* WHAT THE EXERCISE ASKS *
Rewrite the abstract on emotion-aware music recommendation, starting at "Emotion plays a" and ending at "reduced user satisfaction.", with "content-based filtering" in place of "collaborative filtering".

* GIVEN PASSAGE *
+ + + +

EMOTION-AWARE ADAPTIVE MUSIC RECOMMENDATION SYSTEM USING REAL-TIME AFFECTIVE STATE ANALYSIS

Harish  Barapatre; Vishal Santosh  Barguje; Pratiksha Shreesahil  Vacche; Abhishek Vilas  Chaudhari

doi:10.29121/ijoest.v10.i2.2026.755

Authors

Dr. Harish Barapatre Associate Professor, Department of Computer Engineering, Yadavrao Tasgaonkar Institute of Engineering and Technology, Bhivpuri Road Karjat, Maharashtra 410201, India
Vishal Santosh Barguje Student, Department of Computer Engineering, Yadavrao Tasgaonkar Institute of Engineering and Technology, Bhivpuri Road Karjat, Maharashtra 410201, India
Pratiksha Shreesahil Vacche Student, Department of Computer Engineering, Yadavrao Tasgaonkar Institute of Engineering and Technology, Bhivpuri Road Karjat, Maharashtra 410201, India
Abhishek Vilas Chaudhari Student, Department of Computer Engineering, Yadavrao Tasgaonkar Institute of Engineering and Technology, Bhivpuri Road Karjat, Maharashtra 410201, India

DOI:

https://doi.org/10.29121/ijoest.v10.i2.2026.755

Keywords:

Emotion Recognition, Music Recommendation System, Affective Computing, Machine Learning, Human-Computer Interaction, Adaptive Systems

Abstract

Emotion plays a critical role in human–music interaction, influencing listening behavior, mood regulation, and cognitive engagement. Existing music recommendation systems, such as those used in Spotify and Apple Music, primarily rely on historical user preferences, collaborative filtering, or genre-based classification, which fail to capture the dynamic and real-time emotional states of users. This limitation results in suboptimal personalization and reduced user satisfaction.

+ + + +

* LISTING *

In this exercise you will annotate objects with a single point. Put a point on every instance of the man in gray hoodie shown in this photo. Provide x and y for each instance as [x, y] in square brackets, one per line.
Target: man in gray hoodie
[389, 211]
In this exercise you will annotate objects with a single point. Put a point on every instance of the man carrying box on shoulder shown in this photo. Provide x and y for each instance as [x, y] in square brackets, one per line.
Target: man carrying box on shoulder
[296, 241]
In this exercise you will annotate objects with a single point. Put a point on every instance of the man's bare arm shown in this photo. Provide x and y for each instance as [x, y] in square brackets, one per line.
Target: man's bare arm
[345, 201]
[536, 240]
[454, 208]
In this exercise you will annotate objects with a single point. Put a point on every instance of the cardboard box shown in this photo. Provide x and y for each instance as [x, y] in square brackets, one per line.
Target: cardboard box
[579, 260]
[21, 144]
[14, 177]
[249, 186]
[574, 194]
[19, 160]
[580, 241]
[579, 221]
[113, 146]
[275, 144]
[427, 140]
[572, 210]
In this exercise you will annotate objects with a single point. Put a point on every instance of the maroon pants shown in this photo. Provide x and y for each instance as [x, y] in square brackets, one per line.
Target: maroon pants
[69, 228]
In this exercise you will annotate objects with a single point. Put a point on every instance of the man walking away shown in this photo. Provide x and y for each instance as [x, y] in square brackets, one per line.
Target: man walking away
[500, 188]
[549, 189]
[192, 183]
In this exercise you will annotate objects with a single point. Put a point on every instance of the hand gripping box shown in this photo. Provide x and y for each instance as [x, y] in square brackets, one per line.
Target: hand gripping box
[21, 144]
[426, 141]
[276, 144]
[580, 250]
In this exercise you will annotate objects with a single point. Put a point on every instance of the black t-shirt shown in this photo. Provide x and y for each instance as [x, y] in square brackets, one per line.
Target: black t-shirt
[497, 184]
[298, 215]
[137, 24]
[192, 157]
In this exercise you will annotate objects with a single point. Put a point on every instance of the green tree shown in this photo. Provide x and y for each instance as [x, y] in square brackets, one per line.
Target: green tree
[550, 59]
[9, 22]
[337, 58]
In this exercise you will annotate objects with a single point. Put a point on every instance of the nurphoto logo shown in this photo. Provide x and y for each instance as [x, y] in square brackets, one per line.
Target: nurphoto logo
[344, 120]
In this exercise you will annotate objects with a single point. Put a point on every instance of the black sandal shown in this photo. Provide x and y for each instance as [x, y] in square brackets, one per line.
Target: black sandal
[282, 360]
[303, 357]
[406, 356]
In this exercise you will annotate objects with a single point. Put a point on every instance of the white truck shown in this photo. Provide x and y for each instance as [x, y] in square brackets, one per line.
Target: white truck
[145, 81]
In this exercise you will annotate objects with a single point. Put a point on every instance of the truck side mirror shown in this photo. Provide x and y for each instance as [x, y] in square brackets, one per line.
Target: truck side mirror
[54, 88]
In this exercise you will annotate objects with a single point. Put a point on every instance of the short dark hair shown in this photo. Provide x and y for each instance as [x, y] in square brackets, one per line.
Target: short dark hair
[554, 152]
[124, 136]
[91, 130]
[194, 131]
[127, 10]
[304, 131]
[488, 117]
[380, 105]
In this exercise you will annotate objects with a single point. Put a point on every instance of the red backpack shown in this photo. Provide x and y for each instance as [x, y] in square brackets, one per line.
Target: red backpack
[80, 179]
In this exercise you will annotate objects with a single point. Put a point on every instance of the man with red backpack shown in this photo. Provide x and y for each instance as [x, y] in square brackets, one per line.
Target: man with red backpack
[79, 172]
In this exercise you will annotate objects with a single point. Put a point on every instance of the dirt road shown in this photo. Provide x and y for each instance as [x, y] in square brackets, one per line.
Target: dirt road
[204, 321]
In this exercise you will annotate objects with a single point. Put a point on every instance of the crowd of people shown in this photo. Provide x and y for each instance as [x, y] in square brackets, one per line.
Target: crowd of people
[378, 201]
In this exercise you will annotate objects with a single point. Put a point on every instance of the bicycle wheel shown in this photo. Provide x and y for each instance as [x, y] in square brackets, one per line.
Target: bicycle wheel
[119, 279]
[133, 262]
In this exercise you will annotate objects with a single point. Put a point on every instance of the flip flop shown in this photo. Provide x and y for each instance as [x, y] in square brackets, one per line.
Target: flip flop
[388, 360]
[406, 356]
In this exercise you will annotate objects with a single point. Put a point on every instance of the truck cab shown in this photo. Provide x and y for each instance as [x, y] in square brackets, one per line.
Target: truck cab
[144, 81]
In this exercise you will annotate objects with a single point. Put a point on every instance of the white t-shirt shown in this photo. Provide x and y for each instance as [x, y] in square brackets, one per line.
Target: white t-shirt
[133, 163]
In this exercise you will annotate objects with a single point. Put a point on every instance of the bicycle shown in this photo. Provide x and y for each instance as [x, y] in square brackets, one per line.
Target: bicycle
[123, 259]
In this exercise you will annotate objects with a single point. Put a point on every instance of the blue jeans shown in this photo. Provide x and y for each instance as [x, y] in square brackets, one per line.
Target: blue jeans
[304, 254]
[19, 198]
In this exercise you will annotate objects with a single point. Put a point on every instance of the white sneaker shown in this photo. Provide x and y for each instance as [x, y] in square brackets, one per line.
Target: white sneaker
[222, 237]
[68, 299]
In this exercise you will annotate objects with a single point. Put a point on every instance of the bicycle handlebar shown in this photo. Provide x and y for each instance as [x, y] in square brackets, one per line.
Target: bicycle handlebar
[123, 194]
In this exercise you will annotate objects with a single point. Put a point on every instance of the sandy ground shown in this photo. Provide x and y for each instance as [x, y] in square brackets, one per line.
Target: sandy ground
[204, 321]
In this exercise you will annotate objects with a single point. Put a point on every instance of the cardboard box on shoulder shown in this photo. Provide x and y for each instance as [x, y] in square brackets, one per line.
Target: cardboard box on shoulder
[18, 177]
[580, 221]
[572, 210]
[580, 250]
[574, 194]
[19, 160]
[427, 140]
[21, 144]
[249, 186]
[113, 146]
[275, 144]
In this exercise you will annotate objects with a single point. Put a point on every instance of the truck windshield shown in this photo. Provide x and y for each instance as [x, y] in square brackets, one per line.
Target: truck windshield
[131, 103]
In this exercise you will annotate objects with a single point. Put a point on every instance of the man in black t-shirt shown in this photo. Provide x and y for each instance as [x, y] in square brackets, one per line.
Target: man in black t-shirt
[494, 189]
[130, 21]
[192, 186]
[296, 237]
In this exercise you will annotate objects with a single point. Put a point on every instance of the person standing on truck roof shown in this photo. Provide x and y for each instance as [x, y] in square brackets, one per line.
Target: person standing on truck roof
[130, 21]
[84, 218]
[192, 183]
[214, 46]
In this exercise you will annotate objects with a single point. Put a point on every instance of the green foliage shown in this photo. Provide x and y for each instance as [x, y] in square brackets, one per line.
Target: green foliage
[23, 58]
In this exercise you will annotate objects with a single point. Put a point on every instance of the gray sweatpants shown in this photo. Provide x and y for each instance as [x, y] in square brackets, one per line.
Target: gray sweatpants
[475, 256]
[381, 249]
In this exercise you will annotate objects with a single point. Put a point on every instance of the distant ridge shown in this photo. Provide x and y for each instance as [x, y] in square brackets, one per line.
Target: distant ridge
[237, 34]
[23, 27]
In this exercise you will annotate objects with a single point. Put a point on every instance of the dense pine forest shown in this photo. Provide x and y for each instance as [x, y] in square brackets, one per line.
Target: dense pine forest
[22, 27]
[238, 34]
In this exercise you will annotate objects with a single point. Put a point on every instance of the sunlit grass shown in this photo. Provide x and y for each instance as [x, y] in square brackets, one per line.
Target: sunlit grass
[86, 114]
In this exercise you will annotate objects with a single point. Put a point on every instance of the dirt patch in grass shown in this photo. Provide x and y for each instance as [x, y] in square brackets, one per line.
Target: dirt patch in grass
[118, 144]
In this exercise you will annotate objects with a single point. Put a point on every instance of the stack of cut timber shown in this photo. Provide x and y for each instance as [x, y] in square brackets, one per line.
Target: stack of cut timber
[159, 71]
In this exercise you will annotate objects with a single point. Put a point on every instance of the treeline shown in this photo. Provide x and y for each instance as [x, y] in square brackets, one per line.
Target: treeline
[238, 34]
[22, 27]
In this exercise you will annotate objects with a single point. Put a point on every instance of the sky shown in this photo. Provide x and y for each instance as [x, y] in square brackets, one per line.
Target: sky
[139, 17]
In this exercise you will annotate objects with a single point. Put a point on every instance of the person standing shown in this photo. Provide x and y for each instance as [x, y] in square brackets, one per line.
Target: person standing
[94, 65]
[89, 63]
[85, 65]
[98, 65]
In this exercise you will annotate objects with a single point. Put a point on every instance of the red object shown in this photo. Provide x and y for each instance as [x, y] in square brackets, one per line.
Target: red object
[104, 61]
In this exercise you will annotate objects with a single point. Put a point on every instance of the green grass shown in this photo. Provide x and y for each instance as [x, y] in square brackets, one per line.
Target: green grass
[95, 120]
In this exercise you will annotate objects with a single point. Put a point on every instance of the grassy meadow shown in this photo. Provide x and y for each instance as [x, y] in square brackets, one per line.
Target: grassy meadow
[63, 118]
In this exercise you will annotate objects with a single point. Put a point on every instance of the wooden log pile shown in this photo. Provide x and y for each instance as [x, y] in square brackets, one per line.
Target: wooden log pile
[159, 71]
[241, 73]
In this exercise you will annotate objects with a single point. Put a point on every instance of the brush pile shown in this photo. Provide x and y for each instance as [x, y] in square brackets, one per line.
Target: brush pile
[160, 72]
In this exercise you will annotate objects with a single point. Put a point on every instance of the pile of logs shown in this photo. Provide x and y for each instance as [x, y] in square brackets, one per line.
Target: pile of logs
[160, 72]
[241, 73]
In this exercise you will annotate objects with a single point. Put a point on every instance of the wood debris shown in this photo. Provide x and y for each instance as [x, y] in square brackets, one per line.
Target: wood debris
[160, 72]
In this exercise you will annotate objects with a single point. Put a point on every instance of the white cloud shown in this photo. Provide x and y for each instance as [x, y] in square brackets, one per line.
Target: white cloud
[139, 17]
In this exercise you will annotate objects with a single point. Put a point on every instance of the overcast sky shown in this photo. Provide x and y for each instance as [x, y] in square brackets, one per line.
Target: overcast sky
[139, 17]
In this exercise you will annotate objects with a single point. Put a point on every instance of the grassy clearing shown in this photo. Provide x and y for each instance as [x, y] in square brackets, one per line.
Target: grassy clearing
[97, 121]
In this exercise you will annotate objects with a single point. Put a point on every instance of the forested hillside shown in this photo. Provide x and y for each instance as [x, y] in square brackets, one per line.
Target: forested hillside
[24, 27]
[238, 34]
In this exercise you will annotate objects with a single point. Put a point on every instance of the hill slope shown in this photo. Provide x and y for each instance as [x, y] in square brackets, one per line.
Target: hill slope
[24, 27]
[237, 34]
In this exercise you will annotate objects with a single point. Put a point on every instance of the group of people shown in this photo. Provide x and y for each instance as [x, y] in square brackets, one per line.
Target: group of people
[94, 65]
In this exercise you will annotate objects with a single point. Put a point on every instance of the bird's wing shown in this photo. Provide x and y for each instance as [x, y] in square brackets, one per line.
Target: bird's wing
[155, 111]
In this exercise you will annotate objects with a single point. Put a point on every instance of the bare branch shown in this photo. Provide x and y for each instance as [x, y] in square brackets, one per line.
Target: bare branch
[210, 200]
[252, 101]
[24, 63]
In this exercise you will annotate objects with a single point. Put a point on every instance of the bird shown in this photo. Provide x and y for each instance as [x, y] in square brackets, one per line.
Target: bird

+ + + +

* RESPONSE BELOW *
Emotion plays a critical role in human–music interaction, influencing listening behavior, mood regulation, and cognitive engagement. Existing music recommendation systems, such as those used in Spotify and Apple Music, primarily rely on historical user preferences, content-based filtering, or genre-based classification, which fail to capture the dynamic and real-time emotional states of users. This limitation results in suboptimal personalization and reduced user satisfaction.